* [Stated task]
Reproduce the listing below line for line, changing nothing.
***** Stored records *****
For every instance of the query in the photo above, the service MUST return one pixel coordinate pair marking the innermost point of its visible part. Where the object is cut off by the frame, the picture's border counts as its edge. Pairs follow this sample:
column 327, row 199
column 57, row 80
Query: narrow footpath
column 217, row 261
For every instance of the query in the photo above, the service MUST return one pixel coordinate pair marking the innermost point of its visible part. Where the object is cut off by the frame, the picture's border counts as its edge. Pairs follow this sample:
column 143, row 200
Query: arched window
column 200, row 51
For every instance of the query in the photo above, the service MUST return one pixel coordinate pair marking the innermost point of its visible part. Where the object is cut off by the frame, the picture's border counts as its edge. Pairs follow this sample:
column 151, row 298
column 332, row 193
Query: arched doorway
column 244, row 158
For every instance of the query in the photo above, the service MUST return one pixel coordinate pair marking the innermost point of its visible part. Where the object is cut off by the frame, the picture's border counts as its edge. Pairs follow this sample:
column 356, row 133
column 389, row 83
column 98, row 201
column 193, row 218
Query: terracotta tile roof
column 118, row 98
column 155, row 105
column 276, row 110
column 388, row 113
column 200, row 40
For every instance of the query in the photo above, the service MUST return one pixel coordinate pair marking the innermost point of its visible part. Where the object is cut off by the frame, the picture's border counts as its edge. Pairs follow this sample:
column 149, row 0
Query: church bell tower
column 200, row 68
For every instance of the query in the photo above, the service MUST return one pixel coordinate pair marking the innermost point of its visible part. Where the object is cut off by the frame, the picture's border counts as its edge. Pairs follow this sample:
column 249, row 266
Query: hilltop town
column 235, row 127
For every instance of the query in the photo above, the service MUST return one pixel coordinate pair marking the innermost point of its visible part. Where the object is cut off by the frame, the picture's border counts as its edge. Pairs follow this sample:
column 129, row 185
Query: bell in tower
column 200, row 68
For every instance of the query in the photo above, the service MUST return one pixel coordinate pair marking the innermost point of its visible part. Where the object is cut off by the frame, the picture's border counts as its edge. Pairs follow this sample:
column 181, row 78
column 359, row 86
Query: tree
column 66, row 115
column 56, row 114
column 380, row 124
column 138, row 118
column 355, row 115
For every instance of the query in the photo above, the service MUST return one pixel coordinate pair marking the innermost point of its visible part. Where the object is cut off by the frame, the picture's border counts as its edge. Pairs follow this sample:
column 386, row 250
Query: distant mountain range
*****
* [Full solution]
For every instance of the query in the photo above, the service MUST return one pixel coordinate pair marking the innermost point of its visible part. Where the object is cut off by the frame, the picture's border counts as its edge. Pairs follow this sample:
column 327, row 199
column 57, row 80
Query: narrow footpath
column 217, row 261
For every instance of the query in the photo above, the service MUST return one pixel coordinate pair marking the innermost point of its visible part. Where the object is cut off by the frame, the picture's border counts as its edge. Pairs follow this sample:
column 143, row 200
Query: arched window
column 200, row 51
For every instance of the query in the photo above, the service MUST return one pixel coordinate pair marking the innermost point of its visible part. Where the object is cut off by the frame, the picture's border counts as its edge. Pairs follow this sample:
column 151, row 298
column 332, row 193
Query: arched doorway
column 244, row 158
For every instance of the query in the photo above, the service MUST return one pixel coordinate pair marking the innermost point of its visible part. Where the object is cut off by the frame, the picture's border counts as its edge. Pairs follow this sample:
column 356, row 133
column 389, row 83
column 98, row 201
column 193, row 218
Query: terracotta tile roof
column 118, row 98
column 155, row 105
column 276, row 110
column 388, row 113
column 200, row 40
For every instance of the query in the photo above, the service MUST return one pixel coordinate pair marking the innermost point of its visible part. Where the object is cut off by the frame, the picture's border counts as its edge. Pairs follow this sample:
column 149, row 0
Query: church bell tower
column 200, row 68
For every instance of the query in the photo above, the service MUST return one pixel coordinate pair marking the innermost point of its visible part. Where the object is cut off by the frame, the picture's border counts as its edge. Pairs follow this sample:
column 249, row 266
Query: hilltop town
column 235, row 127
For every instance of the query in the photo above, the service MUST return one pixel coordinate pair marking the innermost point of its visible part. Where the object is cut off by the frame, the picture's border counts as its edge. Pairs follow this sample:
column 129, row 185
Query: bell in tower
column 200, row 68
For every instance of the query in the photo above, the service MUST return one pixel coordinate pair marking the innermost point of its visible part. Where the object is cut off by the frame, the picture's border counts as its edge. Pairs follow this sample:
column 181, row 78
column 359, row 86
Query: tree
column 66, row 115
column 56, row 114
column 380, row 124
column 138, row 118
column 355, row 115
For every instance of the query in the photo above, the service MUST return one pixel coordinate pair marking the innermost point of its visible part. Where the object is cut off by the frame, the picture's border counts as its edge. Pairs follow this sample:
column 386, row 250
Query: distant mountain range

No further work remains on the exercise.